##### Source records

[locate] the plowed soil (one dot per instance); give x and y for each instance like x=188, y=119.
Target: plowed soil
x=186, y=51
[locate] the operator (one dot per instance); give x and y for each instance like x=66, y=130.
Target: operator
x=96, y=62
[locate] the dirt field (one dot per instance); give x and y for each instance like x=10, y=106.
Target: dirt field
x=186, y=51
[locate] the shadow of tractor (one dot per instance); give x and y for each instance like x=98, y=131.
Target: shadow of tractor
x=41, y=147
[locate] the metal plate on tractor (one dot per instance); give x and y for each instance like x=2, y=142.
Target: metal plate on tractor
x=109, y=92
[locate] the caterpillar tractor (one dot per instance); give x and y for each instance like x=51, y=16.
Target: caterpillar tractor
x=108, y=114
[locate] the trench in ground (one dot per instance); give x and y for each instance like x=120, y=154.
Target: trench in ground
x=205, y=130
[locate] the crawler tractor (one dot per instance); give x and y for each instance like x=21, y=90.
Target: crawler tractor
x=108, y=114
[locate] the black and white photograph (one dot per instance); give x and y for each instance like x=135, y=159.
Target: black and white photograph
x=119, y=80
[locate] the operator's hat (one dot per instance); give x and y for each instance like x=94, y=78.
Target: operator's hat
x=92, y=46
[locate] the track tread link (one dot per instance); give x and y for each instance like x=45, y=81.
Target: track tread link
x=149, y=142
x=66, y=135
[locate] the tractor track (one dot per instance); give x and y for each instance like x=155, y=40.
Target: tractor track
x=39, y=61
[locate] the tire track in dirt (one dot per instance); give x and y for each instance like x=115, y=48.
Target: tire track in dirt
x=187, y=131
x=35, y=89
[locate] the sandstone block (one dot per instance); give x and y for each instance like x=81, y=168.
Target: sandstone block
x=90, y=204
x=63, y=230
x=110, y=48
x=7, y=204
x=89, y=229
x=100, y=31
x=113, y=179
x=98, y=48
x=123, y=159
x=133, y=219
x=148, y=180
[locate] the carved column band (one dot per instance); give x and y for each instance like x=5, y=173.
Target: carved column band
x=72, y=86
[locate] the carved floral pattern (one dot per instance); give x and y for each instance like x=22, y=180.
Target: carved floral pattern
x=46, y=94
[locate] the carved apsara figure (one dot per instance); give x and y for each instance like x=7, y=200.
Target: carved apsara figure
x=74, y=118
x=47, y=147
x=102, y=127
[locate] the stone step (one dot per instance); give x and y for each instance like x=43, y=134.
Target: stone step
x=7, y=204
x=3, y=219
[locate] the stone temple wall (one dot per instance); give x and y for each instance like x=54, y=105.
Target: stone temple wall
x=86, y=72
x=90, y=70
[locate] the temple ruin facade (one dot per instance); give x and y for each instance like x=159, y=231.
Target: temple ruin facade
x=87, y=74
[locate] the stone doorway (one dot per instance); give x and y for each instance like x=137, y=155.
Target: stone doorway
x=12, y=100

##########

Work to be completed => Copy the data above in full, character for character.

Solution below =>
[locate] the plowed soil (one dot per instance); give x and y for each instance like x=188, y=119.
Target: plowed soil
x=186, y=51
[locate] the operator (one dot per instance); give x and y for each instance like x=66, y=130.
Target: operator
x=96, y=62
[locate] the dirt field (one dot per instance); give x and y for each instance like x=10, y=106.
Target: dirt field
x=186, y=51
[locate] the shadow of tractor (one dot per instance); give x and y for each instance like x=98, y=131.
Target: shadow of tractor
x=41, y=147
[locate] the metal plate on tractor (one dot per instance); give x and y for each instance like x=2, y=142.
Target: metal plate on tractor
x=109, y=92
[locate] the caterpillar tractor (one dot per instance); give x and y for each instance like x=51, y=16.
Target: caterpillar tractor
x=108, y=114
[locate] the trench in ground (one dot per instance); give x and y for each instance like x=120, y=154.
Target: trench in ground
x=205, y=130
[locate] the crawler tractor (one dot per instance); give x and y for each instance like x=21, y=90.
Target: crawler tractor
x=108, y=114
[locate] the black and white photograph (one dot per instance); give x and y for each instance like x=135, y=159.
Target: black and white photograph
x=119, y=80
[locate] the operator's hat (one dot per instance); give x and y for each instance like x=94, y=78.
Target: operator's hat
x=92, y=46
[locate] the track tread link (one dot per instance); give x and y for each instance like x=45, y=81.
Target: track tread link
x=149, y=142
x=66, y=135
[locate] the tractor track (one dot per instance); give x and y for each instance like x=155, y=40.
Target: tractor track
x=39, y=61
[locate] the tire track in dirt (one dot per instance); give x and y for each instance like x=115, y=48.
Target: tire track in dirt
x=187, y=131
x=35, y=89
[locate] the sandstone block (one dot per instance); give x and y for each instance like x=81, y=168.
Target: sandstone block
x=90, y=204
x=63, y=230
x=110, y=48
x=7, y=204
x=89, y=229
x=100, y=31
x=113, y=179
x=98, y=48
x=123, y=159
x=133, y=219
x=148, y=180
[locate] the carved column band (one dot per instance); give x and y for each instance like x=5, y=173.
Target: carved column band
x=72, y=86
[locate] the carved floral pattern (one dot per instance); give x and y for each instance like x=22, y=180.
Target: carved floral pattern
x=46, y=94
[locate] the carved apsara figure (one dot per instance); give x and y for each instance like x=7, y=200.
Target: carved apsara figure
x=74, y=118
x=47, y=147
x=102, y=127
[locate] the stone step (one dot per instance); give x and y for each instance like x=43, y=134.
Target: stone step
x=7, y=204
x=3, y=219
[locate] the stone temple wall (one dot per instance); give x and y for each instance like x=54, y=105.
Target: stone temple wall
x=86, y=72
x=90, y=70
[locate] the temple ruin facade (one dot per instance); give x and y for each instance like x=159, y=231.
Target: temple ruin facade
x=87, y=74
[locate] the stone doorway (one dot per instance); give x and y for each instance like x=137, y=155.
Target: stone doorway
x=12, y=100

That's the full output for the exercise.